** Available records follows **

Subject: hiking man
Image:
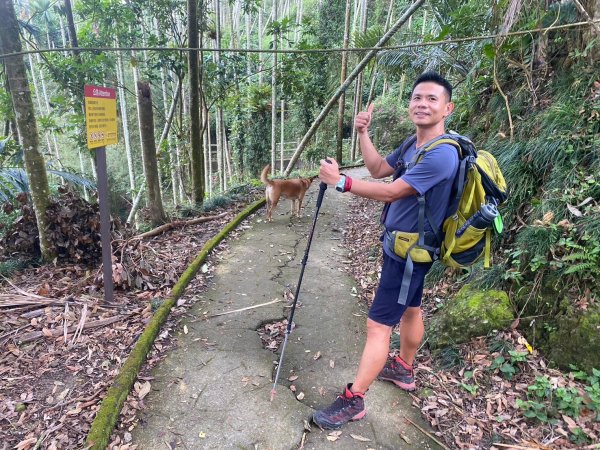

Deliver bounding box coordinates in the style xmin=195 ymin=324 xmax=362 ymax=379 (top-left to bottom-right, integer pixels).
xmin=314 ymin=71 xmax=458 ymax=429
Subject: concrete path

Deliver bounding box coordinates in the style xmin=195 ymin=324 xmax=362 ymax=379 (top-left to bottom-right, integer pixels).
xmin=132 ymin=167 xmax=442 ymax=450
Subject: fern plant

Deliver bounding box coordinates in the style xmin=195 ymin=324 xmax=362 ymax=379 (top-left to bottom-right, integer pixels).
xmin=562 ymin=241 xmax=600 ymax=281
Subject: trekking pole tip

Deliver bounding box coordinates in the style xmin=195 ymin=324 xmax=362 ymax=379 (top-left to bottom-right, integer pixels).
xmin=270 ymin=388 xmax=277 ymax=402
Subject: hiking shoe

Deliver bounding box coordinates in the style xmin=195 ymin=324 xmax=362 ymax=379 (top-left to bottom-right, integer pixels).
xmin=312 ymin=383 xmax=366 ymax=430
xmin=377 ymin=356 xmax=416 ymax=391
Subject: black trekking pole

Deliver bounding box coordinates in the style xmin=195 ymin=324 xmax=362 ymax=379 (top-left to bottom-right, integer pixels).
xmin=270 ymin=175 xmax=329 ymax=401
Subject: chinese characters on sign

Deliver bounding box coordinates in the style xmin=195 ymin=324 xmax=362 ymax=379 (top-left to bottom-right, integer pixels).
xmin=84 ymin=85 xmax=118 ymax=149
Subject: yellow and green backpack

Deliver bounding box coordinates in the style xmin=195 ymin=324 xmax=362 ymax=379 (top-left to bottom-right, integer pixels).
xmin=383 ymin=133 xmax=508 ymax=304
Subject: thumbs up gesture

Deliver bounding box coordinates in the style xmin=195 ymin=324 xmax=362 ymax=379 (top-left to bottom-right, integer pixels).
xmin=354 ymin=103 xmax=374 ymax=134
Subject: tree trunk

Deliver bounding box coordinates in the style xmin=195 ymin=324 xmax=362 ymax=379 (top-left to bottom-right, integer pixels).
xmin=2 ymin=73 xmax=19 ymax=143
xmin=26 ymin=50 xmax=53 ymax=156
xmin=115 ymin=37 xmax=137 ymax=206
xmin=168 ymin=76 xmax=184 ymax=206
xmin=174 ymin=77 xmax=186 ymax=204
xmin=223 ymin=120 xmax=233 ymax=181
xmin=188 ymin=0 xmax=204 ymax=205
xmin=336 ymin=0 xmax=352 ymax=163
xmin=0 ymin=0 xmax=55 ymax=262
xmin=350 ymin=0 xmax=367 ymax=161
xmin=58 ymin=15 xmax=68 ymax=47
xmin=258 ymin=3 xmax=264 ymax=84
xmin=136 ymin=81 xmax=167 ymax=226
xmin=63 ymin=0 xmax=79 ymax=55
xmin=271 ymin=0 xmax=278 ymax=169
xmin=533 ymin=2 xmax=548 ymax=81
xmin=245 ymin=8 xmax=252 ymax=75
xmin=284 ymin=0 xmax=425 ymax=175
xmin=294 ymin=0 xmax=304 ymax=43
xmin=365 ymin=0 xmax=394 ymax=108
xmin=578 ymin=0 xmax=600 ymax=62
xmin=34 ymin=51 xmax=61 ymax=164
xmin=204 ymin=108 xmax=213 ymax=196
xmin=214 ymin=0 xmax=226 ymax=192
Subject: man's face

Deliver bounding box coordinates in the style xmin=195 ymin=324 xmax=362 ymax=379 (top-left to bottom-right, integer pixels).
xmin=408 ymin=81 xmax=454 ymax=128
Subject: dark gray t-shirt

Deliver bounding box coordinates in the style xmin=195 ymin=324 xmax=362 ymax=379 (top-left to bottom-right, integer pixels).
xmin=384 ymin=140 xmax=459 ymax=234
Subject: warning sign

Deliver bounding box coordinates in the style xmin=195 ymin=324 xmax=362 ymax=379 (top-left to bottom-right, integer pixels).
xmin=84 ymin=85 xmax=118 ymax=149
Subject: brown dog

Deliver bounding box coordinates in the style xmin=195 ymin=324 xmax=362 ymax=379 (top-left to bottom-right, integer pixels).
xmin=261 ymin=164 xmax=313 ymax=221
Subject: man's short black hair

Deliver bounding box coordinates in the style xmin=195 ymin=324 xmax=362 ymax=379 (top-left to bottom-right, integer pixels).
xmin=411 ymin=71 xmax=453 ymax=101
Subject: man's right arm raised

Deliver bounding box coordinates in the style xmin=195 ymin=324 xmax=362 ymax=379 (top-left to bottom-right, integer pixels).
xmin=355 ymin=103 xmax=394 ymax=179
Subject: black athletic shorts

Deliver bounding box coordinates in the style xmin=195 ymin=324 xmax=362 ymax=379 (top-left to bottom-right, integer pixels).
xmin=368 ymin=251 xmax=432 ymax=326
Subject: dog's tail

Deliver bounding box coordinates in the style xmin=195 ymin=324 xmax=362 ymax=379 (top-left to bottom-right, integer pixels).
xmin=261 ymin=164 xmax=273 ymax=185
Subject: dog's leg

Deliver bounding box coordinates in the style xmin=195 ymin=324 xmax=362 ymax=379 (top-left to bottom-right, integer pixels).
xmin=297 ymin=194 xmax=306 ymax=218
xmin=269 ymin=195 xmax=280 ymax=222
xmin=265 ymin=189 xmax=271 ymax=221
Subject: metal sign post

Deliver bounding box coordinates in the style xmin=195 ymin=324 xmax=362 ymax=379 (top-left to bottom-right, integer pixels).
xmin=94 ymin=146 xmax=114 ymax=302
xmin=84 ymin=85 xmax=118 ymax=303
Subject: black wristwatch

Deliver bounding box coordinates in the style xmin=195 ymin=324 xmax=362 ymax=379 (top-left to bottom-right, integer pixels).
xmin=335 ymin=175 xmax=347 ymax=192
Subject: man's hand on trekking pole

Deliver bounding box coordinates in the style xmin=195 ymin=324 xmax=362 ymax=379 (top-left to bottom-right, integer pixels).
xmin=355 ymin=103 xmax=374 ymax=134
xmin=319 ymin=158 xmax=341 ymax=185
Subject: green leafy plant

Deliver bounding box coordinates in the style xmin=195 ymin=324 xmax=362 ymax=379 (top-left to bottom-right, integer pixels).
xmin=460 ymin=382 xmax=479 ymax=396
xmin=508 ymin=350 xmax=528 ymax=364
xmin=569 ymin=427 xmax=591 ymax=446
xmin=528 ymin=376 xmax=553 ymax=401
xmin=516 ymin=376 xmax=555 ymax=423
xmin=516 ymin=398 xmax=552 ymax=423
xmin=554 ymin=386 xmax=583 ymax=418
xmin=516 ymin=371 xmax=600 ymax=434
xmin=571 ymin=367 xmax=600 ymax=420
xmin=460 ymin=371 xmax=479 ymax=395
xmin=489 ymin=350 xmax=528 ymax=380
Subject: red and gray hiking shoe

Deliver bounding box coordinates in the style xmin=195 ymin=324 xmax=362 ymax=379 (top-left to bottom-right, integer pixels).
xmin=312 ymin=383 xmax=366 ymax=430
xmin=377 ymin=356 xmax=416 ymax=391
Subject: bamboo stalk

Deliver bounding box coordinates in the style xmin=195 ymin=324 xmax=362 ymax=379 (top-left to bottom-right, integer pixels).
xmin=283 ymin=0 xmax=426 ymax=175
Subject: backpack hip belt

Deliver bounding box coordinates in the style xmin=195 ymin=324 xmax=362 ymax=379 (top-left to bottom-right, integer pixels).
xmin=383 ymin=229 xmax=437 ymax=264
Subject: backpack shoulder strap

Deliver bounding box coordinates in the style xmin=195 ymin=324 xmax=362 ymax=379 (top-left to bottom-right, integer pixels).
xmin=400 ymin=135 xmax=417 ymax=157
xmin=391 ymin=135 xmax=417 ymax=180
xmin=422 ymin=136 xmax=462 ymax=158
xmin=413 ymin=136 xmax=464 ymax=246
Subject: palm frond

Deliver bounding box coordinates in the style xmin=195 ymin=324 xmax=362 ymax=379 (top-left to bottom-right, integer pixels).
xmin=0 ymin=169 xmax=29 ymax=202
xmin=48 ymin=170 xmax=96 ymax=190
xmin=17 ymin=20 xmax=41 ymax=40
xmin=0 ymin=168 xmax=95 ymax=203
xmin=352 ymin=25 xmax=386 ymax=49
xmin=378 ymin=45 xmax=468 ymax=76
xmin=0 ymin=168 xmax=29 ymax=191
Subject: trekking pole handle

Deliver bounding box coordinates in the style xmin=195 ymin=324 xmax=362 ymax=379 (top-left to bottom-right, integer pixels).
xmin=317 ymin=159 xmax=332 ymax=208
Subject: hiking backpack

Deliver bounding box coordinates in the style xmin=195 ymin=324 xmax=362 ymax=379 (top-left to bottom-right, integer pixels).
xmin=382 ymin=132 xmax=508 ymax=304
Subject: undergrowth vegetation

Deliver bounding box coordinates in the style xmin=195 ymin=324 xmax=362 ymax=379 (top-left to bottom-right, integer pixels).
xmin=439 ymin=25 xmax=599 ymax=373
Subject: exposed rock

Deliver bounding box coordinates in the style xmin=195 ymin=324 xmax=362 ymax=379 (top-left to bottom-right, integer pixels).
xmin=542 ymin=303 xmax=600 ymax=372
xmin=427 ymin=284 xmax=513 ymax=350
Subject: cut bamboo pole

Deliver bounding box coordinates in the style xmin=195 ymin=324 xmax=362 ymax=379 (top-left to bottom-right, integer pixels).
xmin=283 ymin=0 xmax=425 ymax=175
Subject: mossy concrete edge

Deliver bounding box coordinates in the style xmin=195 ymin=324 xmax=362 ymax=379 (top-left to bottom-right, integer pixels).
xmin=85 ymin=198 xmax=266 ymax=450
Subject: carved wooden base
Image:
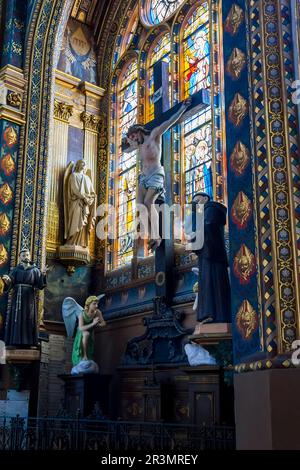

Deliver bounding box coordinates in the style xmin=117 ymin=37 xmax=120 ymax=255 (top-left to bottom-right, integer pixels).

** End of Available records **

Go through the entries above and copy each line with "gray" in it.

## [Written answer]
Subject: dark gray t-shirt
Subject: red and gray hiking shoe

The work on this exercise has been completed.